> [What the task asks]
Add 60 to each coordinate in the answers and write out again the data from the line holding "fingers shown in this photo." through the line holding "(1087, 697)", inclusive, with the requests kept unchanged.

Pointing data for named objects:
[start]
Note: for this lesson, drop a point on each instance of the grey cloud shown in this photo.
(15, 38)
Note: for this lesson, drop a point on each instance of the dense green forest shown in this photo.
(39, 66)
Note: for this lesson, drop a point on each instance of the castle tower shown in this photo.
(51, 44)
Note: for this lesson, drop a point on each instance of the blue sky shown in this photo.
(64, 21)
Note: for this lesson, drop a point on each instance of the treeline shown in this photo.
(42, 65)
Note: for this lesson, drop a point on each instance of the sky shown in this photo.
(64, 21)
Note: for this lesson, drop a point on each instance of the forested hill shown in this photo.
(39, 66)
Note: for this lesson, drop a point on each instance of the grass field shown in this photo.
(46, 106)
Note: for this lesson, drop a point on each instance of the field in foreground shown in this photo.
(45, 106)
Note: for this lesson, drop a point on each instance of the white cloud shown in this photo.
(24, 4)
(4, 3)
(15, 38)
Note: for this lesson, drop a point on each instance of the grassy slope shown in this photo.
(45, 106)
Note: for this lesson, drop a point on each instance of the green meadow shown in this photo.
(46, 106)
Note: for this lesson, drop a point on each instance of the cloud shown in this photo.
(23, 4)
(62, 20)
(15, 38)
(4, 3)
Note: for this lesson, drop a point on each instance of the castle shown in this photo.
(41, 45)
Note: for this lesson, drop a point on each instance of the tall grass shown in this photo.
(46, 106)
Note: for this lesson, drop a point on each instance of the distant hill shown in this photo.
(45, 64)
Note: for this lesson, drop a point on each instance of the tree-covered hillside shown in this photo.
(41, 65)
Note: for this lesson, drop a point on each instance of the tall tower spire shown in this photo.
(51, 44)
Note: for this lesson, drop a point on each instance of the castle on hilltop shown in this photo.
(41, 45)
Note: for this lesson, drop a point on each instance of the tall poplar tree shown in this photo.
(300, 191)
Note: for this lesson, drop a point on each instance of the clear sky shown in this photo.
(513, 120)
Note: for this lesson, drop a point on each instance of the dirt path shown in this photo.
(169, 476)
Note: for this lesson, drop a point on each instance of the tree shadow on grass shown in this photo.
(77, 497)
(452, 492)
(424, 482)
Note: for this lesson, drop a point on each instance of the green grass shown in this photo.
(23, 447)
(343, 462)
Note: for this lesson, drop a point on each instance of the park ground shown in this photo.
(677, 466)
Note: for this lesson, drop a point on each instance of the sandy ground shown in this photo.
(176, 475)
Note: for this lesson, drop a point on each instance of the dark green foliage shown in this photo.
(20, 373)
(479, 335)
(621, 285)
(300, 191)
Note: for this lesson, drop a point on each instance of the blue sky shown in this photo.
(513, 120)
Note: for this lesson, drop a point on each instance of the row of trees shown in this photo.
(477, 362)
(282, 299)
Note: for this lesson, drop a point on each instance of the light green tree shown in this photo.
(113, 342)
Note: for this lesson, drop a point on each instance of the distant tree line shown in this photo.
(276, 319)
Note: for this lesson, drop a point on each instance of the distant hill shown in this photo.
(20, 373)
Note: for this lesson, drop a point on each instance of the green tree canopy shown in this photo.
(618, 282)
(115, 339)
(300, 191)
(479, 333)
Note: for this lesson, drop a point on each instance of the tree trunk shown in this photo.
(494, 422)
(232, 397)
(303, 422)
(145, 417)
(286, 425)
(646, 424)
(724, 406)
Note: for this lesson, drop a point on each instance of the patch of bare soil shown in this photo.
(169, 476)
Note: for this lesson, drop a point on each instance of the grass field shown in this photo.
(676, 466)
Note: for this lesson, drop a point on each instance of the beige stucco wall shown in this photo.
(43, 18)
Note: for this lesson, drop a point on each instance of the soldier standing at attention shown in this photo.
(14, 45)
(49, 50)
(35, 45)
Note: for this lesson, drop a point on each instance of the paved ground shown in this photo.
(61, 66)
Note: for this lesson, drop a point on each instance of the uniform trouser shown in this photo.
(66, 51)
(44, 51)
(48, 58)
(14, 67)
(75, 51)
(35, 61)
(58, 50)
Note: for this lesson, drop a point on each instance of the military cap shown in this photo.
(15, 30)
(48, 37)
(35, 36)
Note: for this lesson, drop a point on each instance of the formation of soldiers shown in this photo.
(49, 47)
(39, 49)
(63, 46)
[end]
[start]
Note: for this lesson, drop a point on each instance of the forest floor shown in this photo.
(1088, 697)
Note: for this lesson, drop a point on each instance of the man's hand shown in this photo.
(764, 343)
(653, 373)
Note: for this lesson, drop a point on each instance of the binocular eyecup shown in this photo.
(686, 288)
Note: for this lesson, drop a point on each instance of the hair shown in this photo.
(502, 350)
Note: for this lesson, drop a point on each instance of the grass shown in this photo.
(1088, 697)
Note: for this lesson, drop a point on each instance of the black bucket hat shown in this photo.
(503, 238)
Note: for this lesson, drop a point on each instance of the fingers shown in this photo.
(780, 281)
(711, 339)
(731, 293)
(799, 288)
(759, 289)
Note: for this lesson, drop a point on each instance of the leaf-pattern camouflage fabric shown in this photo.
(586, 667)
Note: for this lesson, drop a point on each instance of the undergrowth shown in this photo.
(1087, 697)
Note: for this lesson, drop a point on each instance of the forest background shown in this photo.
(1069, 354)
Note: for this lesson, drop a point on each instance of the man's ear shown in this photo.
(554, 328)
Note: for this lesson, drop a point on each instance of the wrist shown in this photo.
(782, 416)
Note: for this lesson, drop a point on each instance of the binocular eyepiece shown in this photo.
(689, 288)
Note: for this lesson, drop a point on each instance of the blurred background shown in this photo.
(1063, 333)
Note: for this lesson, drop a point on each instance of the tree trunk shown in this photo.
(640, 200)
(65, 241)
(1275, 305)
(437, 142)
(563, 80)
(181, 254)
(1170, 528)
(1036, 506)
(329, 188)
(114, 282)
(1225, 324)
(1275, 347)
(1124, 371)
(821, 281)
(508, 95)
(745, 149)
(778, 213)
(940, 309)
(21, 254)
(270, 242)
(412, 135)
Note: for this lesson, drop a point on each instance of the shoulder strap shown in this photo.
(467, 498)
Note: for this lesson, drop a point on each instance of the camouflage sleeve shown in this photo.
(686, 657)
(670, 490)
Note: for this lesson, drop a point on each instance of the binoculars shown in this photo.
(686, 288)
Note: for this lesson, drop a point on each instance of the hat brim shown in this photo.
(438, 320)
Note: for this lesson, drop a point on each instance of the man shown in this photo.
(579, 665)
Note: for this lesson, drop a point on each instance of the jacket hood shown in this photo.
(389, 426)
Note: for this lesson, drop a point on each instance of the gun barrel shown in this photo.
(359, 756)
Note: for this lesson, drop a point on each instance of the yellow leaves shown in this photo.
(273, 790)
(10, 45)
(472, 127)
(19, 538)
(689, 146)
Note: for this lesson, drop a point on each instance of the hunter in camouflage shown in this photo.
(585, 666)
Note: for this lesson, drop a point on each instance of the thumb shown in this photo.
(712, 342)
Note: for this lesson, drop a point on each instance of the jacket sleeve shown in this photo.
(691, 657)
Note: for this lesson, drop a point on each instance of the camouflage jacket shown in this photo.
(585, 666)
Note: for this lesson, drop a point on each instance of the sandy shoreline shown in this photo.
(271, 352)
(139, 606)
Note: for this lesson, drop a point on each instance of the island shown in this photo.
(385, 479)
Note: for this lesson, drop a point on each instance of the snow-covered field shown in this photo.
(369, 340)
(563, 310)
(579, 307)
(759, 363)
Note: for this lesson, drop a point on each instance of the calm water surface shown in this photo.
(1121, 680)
[end]
[start]
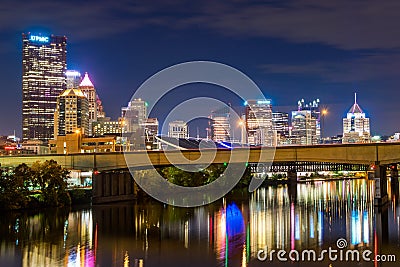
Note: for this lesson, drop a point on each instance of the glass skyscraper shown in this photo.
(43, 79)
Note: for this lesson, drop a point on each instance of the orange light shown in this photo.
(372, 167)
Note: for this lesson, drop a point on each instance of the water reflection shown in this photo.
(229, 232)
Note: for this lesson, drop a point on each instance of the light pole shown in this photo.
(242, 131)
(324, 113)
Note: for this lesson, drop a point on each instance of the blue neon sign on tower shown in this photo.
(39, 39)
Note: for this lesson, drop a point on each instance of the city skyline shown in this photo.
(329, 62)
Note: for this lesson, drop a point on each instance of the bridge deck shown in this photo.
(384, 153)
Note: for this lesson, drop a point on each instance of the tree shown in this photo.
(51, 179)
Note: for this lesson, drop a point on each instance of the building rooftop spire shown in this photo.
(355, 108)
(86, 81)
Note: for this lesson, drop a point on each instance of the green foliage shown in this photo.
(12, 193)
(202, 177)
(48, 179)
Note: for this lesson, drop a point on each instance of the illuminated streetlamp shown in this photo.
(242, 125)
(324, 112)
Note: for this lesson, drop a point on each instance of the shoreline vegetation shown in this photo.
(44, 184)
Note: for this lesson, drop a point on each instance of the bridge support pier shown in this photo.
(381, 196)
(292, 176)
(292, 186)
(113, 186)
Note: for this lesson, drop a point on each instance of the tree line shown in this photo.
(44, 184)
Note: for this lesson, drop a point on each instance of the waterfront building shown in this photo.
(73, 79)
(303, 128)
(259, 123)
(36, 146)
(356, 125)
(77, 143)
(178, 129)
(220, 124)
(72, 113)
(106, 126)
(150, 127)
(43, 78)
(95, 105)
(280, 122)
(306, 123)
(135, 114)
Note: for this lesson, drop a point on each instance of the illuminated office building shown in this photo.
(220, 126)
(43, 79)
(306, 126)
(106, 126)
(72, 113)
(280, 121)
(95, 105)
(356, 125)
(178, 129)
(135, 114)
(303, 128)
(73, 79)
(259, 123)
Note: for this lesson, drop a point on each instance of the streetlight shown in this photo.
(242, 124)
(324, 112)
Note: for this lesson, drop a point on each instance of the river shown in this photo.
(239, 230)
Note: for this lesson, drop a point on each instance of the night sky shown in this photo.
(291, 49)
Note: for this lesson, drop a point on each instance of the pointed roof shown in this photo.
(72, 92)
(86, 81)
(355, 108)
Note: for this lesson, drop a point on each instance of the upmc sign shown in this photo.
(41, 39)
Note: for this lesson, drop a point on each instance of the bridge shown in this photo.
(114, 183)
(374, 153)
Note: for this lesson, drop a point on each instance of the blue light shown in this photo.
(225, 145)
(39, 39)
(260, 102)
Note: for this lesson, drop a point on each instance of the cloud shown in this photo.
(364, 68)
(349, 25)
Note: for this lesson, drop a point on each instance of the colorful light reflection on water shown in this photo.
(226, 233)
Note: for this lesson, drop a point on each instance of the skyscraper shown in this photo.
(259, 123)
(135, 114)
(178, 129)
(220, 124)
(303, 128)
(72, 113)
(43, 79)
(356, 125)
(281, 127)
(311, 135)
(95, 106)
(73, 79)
[end]
> [Problem solution]
Note: for this lesson, drop a point on each instance of the fingers shown in this photo.
(840, 341)
(771, 399)
(791, 353)
(859, 348)
(819, 349)
Note: for this lesson, drop a point on each instance of the leaf-pattern camouflage fabric shown in this photo.
(646, 727)
Note: for this lesson, drop a point on each instance of the undergrowth shown in this photo.
(1147, 757)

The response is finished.